Records of labeled points
Begin

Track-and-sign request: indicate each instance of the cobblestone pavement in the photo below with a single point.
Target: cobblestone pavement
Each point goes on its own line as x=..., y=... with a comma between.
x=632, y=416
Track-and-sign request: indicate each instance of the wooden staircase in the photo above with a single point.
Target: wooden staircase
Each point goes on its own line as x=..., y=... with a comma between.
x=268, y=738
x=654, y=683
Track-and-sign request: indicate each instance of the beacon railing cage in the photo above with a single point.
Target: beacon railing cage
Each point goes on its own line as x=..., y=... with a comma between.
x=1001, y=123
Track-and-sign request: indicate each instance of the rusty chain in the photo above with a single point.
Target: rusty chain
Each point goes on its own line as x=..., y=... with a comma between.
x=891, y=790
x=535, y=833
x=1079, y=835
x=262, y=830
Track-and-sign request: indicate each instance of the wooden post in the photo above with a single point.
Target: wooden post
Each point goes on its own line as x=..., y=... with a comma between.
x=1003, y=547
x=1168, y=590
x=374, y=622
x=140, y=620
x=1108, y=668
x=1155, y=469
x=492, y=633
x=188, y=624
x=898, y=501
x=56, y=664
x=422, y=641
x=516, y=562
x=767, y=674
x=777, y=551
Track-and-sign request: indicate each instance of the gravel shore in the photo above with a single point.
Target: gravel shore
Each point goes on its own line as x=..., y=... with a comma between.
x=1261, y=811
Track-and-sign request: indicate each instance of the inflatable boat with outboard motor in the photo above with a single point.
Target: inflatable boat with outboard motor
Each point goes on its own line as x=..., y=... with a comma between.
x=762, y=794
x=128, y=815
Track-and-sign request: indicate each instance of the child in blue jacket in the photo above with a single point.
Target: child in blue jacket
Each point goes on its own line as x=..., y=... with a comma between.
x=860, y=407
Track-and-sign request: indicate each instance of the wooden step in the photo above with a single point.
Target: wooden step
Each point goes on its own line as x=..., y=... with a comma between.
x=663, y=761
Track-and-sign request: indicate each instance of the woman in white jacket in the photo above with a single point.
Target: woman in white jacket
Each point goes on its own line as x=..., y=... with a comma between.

End

Instruction: Return all of the data precisely as it appears.

Answer to the task:
Track-and-sign request: indicate each instance of the cobblestone pavement in the photo below with a single point.
Target: cobblestone pavement
Each point goes on its own line as x=..., y=... with a comma between.
x=632, y=416
Track-and-sign request: indicate each instance of the wooden staircase in the photo above with a single point.
Target: wooden staircase
Each point goes on its own line as x=..., y=... with a comma between.
x=268, y=738
x=654, y=683
Track-and-sign request: indicate each instance of the beacon railing cage in the photo above with a single point.
Target: beacon railing cage
Each point goes on its own line as x=..., y=... with a comma between.
x=1001, y=123
Track-and-sign request: indicate each instance of the rusty chain in the photo above with a single point.
Target: rusty chain
Each point goes on its own line as x=..., y=... with a comma between.
x=891, y=790
x=535, y=833
x=1079, y=835
x=262, y=830
Track-and-sign request: indicate each instance of the wooden post in the photo above with a single point.
Target: wooden post
Each point goes on its own line as x=..., y=... with a comma between.
x=1003, y=547
x=1168, y=590
x=374, y=622
x=140, y=620
x=1108, y=668
x=1155, y=469
x=492, y=633
x=188, y=624
x=898, y=501
x=56, y=664
x=422, y=641
x=516, y=562
x=767, y=674
x=777, y=551
Track-and-sign request: indicate each instance of the gravel shore in the photo above with a single point.
Target: gravel shore
Each point goes on its own line as x=..., y=... with a comma between.
x=1261, y=811
Track-and-sign request: indicate each instance of the inflatable boat with outboard motor in the photo above with a single point.
Target: inflatable boat with outboard motor
Each point goes on its own line as x=..., y=... with a comma between.
x=762, y=794
x=128, y=815
Track-and-sign request: indicate each instance of the child in blue jacket in the photo above with a single point.
Target: child in blue jacket
Each point goes on its own line as x=..., y=... with a comma between.
x=860, y=407
Track-and-sign request: indicate each instance of the wooden step in the photo above with a single point.
Target: wooden step
Each point goes on its own line as x=..., y=... with a comma between.
x=663, y=761
Track-and-sign request: indicate each instance of the woman in white jacket in the photo above with a single point.
Target: woman in white jacket
Each point goes on its own line as x=..., y=... with a comma between.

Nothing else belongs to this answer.